» **Exercise prompt**: No pictures belong in the copy. Retype exactly, and only, the stretch of lines below from the one with "Q: Identify the woman's" through the one with "Q: Identify the forehead".

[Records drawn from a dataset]
·····

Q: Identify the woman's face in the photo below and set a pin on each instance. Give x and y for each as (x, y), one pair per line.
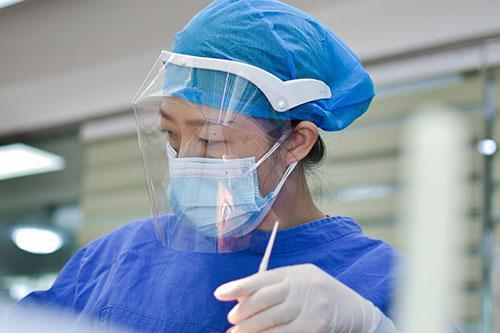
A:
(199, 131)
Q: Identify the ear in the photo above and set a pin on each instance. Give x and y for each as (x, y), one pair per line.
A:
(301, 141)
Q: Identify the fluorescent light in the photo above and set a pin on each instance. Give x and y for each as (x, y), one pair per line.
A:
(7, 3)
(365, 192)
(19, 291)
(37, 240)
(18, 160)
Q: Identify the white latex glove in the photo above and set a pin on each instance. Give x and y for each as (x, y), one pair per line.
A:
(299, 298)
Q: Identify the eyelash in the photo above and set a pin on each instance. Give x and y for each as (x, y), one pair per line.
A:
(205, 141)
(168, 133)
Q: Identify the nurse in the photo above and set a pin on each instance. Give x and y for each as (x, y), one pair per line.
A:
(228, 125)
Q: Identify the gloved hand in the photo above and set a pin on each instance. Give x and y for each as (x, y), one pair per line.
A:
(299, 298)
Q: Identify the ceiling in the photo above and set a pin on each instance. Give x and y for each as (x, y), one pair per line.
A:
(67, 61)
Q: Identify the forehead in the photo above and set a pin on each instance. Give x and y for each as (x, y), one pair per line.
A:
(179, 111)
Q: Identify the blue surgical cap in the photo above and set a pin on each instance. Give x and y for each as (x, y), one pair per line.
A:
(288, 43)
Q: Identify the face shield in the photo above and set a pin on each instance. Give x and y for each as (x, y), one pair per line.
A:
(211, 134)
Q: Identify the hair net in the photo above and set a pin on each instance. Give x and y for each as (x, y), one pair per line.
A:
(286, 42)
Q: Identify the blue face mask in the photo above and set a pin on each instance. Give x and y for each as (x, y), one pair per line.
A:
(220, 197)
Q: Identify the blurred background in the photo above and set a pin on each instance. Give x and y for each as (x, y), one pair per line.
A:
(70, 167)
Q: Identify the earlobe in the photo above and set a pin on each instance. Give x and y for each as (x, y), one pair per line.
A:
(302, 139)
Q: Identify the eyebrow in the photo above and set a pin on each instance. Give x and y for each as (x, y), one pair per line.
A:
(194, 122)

·····

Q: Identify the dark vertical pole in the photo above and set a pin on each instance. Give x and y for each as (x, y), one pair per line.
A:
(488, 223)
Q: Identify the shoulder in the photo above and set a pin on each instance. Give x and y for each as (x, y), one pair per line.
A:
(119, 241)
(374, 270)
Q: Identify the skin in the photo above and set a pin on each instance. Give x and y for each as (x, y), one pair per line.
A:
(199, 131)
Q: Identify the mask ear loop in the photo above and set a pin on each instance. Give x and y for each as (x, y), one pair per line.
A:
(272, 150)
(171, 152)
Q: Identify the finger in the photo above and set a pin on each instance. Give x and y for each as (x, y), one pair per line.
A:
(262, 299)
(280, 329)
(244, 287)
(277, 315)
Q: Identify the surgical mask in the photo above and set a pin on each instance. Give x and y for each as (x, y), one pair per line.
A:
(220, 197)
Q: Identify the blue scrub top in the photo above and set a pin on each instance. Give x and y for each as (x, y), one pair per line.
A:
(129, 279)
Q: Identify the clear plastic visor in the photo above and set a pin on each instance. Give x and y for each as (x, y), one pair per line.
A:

·····

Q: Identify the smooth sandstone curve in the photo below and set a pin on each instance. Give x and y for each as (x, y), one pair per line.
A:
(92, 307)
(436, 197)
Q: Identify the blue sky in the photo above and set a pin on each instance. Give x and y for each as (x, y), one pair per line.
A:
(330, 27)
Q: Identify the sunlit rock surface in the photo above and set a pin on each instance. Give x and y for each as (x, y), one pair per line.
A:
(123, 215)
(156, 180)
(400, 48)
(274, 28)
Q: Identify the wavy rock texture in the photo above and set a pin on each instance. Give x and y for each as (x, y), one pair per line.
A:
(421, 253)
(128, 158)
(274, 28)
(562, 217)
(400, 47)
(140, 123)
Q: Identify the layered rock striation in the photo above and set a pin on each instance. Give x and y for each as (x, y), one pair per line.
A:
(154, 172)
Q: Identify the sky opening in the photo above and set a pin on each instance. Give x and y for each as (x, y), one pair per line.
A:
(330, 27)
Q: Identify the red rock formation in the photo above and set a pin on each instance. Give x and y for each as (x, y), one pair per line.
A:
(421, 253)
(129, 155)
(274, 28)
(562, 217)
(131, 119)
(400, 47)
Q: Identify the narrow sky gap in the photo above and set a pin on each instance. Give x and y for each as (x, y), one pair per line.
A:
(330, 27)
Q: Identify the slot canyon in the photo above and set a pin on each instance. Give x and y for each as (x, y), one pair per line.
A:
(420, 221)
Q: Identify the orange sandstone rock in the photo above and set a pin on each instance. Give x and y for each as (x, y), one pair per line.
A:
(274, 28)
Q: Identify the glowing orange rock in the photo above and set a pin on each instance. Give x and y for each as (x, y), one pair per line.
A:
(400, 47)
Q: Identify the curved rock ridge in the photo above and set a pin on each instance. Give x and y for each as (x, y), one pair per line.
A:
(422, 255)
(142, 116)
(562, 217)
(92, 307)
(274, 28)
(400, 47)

·····

» **Exercise answer**:
Q: Identify the woman's face in the photo below and set a pin on each instance. Give x and y for each as (x, y), one pair per line.
A:
(199, 131)
Q: Identify the ear in the photo above and set a pin on each instance. Give x and y for each as (x, y), one pair per line.
A:
(301, 141)
Q: Identify the fluorescent light in the photo above and set a pin on each instance. Give x and y for each as (x, y), one pair per line.
A:
(7, 3)
(365, 192)
(19, 291)
(37, 240)
(18, 160)
Q: Identify the white latex glove in the photo above and set a pin on each instance. Give x and y for each as (x, y), one pair per line.
A:
(299, 298)
Q: Identify the eyelash in the photo above and set a pin on each instance. Give x and y for each as (x, y), one pair per line.
A:
(205, 141)
(168, 133)
Q: Identify the nurse in the photo above and set a pin on each instance. Give x and y for each as (x, y), one pair per line.
A:
(228, 125)
Q: Identify the gloved hand in the photo above and set a pin on each instance. Give x and y for each as (x, y), one pair per line.
A:
(299, 298)
Q: Identify the ceiling in the photo above and set a pin on each instance. Give x and y for each as (x, y), one pair per line.
A:
(67, 61)
Q: Identify the forehead in the photo above and set a pin on each instance. Give x and y for each as (x, y), one pair per line.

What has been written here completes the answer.